* [Your goal]: Report how many lines of the data below contain the string "wire", matching case exactly, and give only the number.

..........

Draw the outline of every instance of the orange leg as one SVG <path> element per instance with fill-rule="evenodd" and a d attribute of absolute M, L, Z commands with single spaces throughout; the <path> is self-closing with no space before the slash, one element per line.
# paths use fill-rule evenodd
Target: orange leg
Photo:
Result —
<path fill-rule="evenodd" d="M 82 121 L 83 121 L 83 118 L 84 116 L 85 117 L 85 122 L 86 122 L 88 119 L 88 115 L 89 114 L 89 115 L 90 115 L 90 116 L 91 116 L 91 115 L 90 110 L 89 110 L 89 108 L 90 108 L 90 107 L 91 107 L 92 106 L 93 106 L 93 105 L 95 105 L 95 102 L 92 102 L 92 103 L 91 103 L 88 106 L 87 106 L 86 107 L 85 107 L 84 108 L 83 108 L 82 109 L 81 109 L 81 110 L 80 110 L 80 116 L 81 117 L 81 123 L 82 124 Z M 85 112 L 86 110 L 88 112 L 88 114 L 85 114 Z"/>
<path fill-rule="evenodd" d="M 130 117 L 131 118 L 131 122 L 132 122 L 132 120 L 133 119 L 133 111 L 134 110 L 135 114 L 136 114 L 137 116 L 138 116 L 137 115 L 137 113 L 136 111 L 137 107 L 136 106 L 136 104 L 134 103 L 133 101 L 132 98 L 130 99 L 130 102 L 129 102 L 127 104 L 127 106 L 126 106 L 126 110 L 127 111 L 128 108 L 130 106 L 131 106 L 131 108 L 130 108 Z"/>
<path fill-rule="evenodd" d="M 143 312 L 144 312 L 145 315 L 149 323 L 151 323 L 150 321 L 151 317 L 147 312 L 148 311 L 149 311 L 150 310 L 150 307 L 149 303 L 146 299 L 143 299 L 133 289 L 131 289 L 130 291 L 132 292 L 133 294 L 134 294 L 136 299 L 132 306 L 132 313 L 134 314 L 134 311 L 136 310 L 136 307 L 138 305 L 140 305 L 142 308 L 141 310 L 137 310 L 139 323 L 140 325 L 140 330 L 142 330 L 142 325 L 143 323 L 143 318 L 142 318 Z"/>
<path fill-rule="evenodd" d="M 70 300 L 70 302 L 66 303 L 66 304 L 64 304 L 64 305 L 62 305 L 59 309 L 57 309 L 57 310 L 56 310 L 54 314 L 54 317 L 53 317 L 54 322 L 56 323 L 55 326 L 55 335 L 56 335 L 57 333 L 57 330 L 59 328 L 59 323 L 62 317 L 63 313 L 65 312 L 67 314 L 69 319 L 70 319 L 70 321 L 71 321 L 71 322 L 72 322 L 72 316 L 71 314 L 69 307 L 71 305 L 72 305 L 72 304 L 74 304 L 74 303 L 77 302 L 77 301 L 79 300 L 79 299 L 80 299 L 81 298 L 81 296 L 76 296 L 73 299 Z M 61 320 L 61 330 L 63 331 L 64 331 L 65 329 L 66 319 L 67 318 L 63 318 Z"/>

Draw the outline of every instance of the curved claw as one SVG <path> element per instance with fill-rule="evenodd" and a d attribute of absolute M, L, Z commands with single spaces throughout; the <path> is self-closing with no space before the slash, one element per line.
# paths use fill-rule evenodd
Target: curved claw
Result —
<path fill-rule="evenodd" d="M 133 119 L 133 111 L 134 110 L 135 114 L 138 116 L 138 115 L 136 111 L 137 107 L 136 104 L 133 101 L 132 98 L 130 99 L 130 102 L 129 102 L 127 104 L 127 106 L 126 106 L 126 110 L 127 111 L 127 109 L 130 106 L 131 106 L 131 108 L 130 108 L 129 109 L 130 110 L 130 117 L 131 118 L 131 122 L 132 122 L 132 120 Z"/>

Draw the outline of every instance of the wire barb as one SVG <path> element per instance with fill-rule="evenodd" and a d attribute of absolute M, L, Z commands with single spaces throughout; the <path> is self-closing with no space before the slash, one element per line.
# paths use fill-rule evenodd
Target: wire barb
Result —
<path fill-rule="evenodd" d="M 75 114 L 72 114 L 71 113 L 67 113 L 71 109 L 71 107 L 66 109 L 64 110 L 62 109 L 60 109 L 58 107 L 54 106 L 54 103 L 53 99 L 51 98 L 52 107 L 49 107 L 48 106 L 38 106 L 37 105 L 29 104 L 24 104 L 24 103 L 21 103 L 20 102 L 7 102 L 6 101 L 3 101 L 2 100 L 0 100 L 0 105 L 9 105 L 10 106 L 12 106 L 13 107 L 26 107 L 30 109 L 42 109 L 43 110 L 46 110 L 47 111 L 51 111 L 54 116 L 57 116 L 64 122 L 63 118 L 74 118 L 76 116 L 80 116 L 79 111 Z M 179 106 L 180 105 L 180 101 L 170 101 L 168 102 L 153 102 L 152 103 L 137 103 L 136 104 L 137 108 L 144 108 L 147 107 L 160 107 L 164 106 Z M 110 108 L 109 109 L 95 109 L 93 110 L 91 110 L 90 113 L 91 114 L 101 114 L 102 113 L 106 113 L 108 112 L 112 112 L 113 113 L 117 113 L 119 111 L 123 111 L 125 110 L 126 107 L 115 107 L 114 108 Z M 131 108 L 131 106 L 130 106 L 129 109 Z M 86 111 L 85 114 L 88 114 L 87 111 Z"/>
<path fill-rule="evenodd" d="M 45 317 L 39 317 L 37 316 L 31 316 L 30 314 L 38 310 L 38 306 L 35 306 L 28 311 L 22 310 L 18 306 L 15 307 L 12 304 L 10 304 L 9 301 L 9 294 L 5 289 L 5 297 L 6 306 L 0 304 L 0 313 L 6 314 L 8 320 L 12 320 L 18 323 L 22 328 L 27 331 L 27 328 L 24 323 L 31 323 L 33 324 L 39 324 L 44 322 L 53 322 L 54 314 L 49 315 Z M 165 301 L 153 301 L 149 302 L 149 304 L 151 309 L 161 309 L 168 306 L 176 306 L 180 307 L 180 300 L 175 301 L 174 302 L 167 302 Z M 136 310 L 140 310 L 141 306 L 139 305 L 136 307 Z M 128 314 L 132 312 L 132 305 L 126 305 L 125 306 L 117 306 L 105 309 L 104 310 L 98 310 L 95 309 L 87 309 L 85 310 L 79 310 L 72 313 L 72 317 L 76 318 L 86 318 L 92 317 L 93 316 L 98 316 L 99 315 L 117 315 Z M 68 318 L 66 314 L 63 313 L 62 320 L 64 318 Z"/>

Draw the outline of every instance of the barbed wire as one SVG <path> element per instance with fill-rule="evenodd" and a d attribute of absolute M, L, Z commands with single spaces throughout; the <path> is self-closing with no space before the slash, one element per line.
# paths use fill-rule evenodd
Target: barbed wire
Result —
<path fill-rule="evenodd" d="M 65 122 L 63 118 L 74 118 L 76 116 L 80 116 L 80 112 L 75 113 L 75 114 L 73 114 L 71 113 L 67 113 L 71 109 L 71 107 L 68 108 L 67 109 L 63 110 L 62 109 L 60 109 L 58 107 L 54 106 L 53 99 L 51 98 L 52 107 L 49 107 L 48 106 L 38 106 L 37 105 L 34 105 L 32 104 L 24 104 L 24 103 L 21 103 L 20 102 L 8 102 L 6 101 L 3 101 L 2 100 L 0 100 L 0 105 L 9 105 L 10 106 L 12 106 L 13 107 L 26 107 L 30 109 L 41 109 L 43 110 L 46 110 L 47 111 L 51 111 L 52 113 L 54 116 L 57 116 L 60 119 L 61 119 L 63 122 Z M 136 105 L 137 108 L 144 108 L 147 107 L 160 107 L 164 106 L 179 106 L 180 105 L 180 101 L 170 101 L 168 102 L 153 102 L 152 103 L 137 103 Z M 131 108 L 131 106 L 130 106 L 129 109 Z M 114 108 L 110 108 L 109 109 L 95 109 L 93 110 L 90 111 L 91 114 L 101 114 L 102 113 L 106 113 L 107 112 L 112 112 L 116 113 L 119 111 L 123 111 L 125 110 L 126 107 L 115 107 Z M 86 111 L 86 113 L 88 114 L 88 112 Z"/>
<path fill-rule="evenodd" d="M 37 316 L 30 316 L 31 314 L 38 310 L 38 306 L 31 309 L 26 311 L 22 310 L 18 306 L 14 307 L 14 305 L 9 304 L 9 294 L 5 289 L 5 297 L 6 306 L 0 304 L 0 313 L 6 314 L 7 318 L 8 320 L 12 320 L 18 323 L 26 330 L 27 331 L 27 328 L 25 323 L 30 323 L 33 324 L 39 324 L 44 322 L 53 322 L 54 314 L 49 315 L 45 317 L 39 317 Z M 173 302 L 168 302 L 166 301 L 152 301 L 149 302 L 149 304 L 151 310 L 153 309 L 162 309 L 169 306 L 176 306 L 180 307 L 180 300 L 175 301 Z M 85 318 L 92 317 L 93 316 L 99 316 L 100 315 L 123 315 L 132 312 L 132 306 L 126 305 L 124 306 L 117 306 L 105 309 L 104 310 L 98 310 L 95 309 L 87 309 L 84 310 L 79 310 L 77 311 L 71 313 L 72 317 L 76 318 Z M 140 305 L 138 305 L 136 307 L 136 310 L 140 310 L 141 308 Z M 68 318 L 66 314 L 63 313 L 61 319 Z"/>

..........

* [Solution to this problem]: 4